- _TASK BRIEF_
Lines before the one containing "Expected: for every instance of the bare" are excluded; reproduce that line and all lines after it in the entries below, exactly.
### INFORMATION SHOWN
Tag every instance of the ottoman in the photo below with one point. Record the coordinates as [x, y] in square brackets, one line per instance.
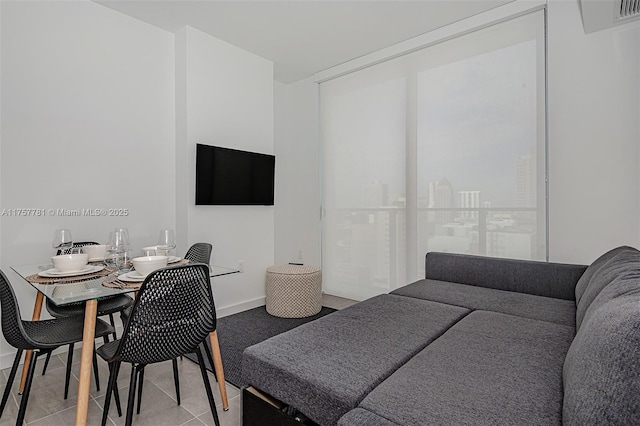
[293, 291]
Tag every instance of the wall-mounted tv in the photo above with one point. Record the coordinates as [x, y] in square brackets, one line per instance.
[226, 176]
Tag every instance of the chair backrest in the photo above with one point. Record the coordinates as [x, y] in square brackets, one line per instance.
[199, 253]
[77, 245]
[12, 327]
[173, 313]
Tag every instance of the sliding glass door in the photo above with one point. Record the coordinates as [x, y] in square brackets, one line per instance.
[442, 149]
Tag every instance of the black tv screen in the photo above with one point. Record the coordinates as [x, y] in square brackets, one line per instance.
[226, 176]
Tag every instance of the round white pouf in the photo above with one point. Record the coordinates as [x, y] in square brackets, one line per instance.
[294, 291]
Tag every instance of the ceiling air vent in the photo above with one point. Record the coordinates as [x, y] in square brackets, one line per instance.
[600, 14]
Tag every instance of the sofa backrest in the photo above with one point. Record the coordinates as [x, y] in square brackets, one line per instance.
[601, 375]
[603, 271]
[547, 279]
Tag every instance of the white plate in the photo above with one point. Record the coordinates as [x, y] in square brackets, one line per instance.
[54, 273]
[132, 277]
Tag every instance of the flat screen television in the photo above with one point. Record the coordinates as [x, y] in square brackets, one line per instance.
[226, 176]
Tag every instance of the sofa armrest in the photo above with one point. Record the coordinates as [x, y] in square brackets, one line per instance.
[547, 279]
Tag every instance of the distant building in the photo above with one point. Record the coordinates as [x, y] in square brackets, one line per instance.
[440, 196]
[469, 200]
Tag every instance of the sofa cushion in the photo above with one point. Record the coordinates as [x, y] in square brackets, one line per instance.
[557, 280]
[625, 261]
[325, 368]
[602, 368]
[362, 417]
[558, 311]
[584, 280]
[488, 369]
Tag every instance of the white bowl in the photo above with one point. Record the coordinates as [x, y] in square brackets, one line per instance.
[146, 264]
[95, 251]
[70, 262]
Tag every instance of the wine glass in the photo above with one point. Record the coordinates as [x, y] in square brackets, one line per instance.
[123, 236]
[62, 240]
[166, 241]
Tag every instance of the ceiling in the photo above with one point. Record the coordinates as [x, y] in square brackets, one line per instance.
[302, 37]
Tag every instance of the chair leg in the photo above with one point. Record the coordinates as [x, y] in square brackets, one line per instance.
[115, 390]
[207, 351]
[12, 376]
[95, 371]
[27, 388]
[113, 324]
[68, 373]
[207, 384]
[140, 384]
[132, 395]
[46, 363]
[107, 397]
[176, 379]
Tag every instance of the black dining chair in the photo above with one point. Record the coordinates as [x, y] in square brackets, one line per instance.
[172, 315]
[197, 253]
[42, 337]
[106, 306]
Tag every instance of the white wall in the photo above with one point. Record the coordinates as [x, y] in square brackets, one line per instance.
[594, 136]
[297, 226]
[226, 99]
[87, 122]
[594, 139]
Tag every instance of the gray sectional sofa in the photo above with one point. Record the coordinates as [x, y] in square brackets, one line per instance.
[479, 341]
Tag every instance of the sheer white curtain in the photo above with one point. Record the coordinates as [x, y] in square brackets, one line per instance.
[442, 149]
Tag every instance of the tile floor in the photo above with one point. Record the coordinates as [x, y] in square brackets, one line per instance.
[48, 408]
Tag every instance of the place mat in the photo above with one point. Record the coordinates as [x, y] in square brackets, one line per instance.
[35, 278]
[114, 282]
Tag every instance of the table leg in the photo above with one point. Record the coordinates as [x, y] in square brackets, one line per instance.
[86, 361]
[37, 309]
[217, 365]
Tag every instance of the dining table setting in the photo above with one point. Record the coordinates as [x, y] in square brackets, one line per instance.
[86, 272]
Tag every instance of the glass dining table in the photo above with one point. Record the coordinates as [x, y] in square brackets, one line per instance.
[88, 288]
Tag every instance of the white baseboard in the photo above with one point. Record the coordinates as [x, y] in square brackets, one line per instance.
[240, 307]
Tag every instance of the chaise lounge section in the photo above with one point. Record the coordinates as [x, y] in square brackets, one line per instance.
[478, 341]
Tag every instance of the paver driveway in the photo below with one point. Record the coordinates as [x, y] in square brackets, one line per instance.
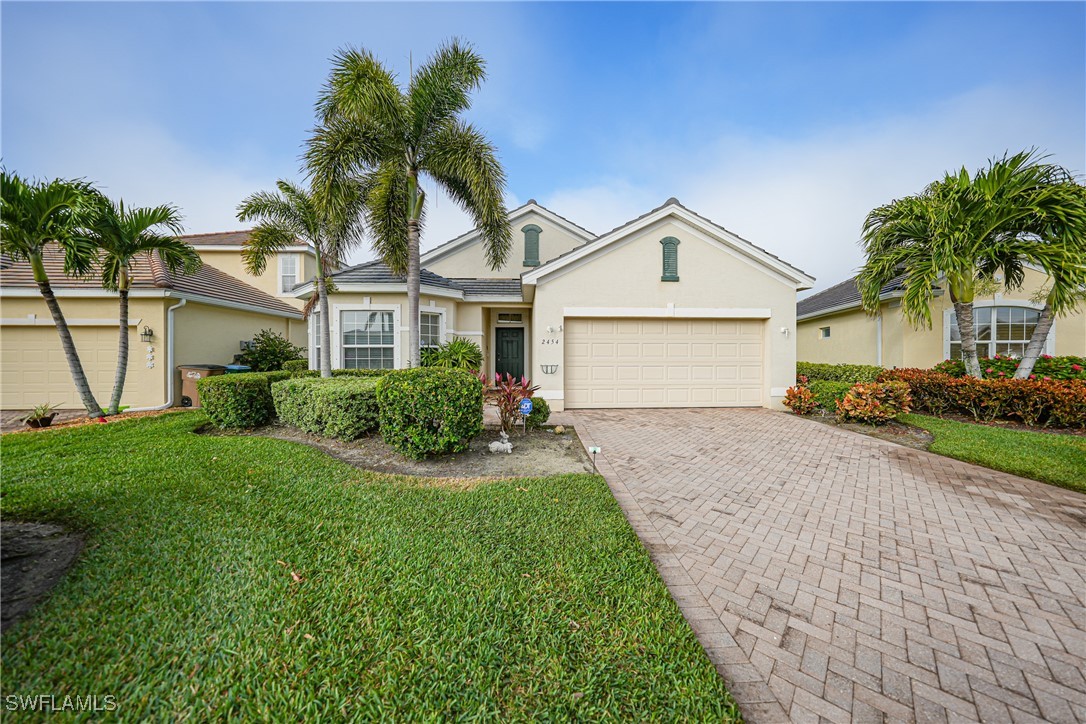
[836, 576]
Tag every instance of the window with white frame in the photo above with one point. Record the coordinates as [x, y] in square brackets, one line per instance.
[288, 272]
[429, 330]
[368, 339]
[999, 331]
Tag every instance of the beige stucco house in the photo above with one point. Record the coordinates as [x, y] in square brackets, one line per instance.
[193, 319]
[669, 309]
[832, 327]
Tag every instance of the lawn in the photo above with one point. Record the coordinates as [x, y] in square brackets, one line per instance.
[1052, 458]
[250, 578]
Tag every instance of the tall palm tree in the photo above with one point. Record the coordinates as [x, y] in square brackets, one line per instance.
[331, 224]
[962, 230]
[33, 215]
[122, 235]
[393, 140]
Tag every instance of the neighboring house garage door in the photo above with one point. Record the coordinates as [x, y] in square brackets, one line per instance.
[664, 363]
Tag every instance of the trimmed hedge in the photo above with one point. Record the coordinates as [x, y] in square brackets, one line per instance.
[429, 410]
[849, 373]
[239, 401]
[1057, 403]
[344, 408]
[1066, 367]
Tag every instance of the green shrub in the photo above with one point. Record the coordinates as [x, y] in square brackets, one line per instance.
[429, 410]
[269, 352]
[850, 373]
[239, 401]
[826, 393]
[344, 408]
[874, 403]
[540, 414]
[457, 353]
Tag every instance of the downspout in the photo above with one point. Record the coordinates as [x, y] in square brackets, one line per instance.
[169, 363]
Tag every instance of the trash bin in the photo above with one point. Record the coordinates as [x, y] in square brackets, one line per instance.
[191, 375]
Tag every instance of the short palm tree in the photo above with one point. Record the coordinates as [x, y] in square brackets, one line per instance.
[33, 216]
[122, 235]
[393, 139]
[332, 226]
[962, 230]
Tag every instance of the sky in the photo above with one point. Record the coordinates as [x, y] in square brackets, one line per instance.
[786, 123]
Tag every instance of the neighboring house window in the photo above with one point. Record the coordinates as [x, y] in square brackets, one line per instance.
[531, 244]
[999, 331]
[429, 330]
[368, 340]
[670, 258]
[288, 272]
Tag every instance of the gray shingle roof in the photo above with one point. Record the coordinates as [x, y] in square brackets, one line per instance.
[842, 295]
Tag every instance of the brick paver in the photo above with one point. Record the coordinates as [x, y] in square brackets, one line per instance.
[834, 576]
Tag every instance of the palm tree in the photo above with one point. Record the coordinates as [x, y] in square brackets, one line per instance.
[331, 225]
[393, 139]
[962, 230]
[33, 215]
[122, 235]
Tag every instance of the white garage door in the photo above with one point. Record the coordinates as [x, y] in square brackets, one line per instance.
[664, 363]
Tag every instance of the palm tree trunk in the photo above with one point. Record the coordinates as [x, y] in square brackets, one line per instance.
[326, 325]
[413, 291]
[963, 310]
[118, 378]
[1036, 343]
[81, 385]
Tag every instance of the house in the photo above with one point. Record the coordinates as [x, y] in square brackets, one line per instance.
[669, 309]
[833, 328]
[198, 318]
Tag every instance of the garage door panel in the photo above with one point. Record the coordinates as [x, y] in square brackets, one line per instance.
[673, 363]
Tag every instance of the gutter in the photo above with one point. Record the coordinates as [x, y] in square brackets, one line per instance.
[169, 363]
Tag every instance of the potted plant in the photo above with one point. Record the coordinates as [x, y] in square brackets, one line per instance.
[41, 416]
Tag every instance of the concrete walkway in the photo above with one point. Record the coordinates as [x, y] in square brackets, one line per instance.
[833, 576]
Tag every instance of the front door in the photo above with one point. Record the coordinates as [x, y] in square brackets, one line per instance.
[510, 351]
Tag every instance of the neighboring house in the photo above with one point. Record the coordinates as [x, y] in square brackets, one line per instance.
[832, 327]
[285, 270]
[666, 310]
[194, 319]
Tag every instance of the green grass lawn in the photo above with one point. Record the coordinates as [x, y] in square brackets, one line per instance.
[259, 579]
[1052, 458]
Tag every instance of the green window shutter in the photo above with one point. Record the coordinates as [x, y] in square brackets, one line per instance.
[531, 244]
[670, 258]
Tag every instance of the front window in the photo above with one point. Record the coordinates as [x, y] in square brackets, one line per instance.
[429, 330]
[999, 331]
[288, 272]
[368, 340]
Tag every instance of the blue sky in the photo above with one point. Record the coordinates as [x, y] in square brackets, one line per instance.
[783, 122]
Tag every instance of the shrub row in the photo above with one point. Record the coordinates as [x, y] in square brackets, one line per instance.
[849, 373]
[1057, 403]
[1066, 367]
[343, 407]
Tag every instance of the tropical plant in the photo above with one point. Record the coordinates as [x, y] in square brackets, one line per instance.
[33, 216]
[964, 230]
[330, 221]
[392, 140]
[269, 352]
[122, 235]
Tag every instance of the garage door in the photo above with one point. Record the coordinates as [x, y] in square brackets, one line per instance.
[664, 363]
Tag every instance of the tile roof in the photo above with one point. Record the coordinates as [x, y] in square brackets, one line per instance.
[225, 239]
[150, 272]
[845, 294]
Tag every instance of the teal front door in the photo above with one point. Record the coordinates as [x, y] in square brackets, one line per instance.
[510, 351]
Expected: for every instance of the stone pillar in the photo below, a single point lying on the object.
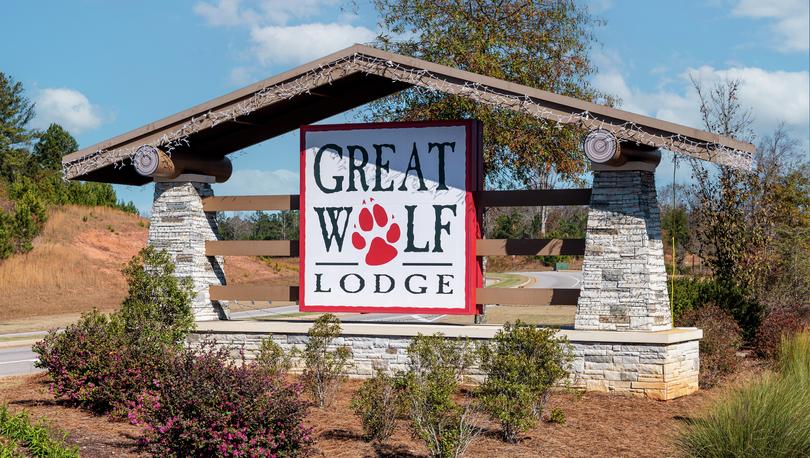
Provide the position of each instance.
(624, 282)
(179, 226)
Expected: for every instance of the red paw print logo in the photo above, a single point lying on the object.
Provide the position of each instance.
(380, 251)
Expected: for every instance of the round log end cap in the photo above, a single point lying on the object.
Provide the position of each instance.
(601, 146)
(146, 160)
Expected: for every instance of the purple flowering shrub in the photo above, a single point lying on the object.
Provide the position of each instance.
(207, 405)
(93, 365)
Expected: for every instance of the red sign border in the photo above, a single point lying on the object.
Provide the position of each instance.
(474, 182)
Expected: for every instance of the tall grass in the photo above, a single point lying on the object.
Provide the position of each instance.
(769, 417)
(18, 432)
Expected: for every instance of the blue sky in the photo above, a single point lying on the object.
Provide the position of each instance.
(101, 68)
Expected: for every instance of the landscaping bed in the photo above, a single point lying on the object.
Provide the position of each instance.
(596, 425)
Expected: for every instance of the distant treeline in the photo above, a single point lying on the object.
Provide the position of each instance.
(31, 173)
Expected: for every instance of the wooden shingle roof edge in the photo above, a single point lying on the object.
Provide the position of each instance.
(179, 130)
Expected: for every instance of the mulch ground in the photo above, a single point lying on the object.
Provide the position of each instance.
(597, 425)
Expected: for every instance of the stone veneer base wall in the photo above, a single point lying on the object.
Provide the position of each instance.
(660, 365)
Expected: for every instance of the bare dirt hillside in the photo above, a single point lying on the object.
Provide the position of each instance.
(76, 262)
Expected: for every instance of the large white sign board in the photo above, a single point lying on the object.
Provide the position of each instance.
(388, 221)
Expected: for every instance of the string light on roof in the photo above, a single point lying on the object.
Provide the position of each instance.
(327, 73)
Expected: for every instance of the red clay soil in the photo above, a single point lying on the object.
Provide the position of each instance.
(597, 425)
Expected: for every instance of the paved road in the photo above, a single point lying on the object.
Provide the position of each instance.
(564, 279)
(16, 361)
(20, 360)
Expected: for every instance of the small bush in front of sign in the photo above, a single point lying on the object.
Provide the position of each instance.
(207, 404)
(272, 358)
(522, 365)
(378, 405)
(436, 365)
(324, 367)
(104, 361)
######
- _RESPONSE_
Expected: for every instance of the bare dirt hillside in the photo above, a single point lying on the object.
Provide the position of each instance.
(76, 262)
Expected: for every instance of the large white sign board in the photo above, a single point lying on the object.
Provide the position of each instance.
(388, 221)
Expected: for every instance of the string light on roof in the photo above, a single point lying on the object.
Provide the position of each instance.
(327, 73)
Expected: for every instance of the red clay soil in the photo above, a single point lying on the object.
Provide the position of each instance.
(597, 425)
Expected: for every instance of the paved road in the photo above, a single point lying on the object.
Provide the position of each instance.
(564, 279)
(16, 361)
(20, 360)
Expected: for every instance of the small bush in front of sign in the photo above, a single point lying on the object.
Provide the position of each instance.
(207, 404)
(272, 358)
(522, 365)
(378, 405)
(436, 365)
(324, 367)
(104, 361)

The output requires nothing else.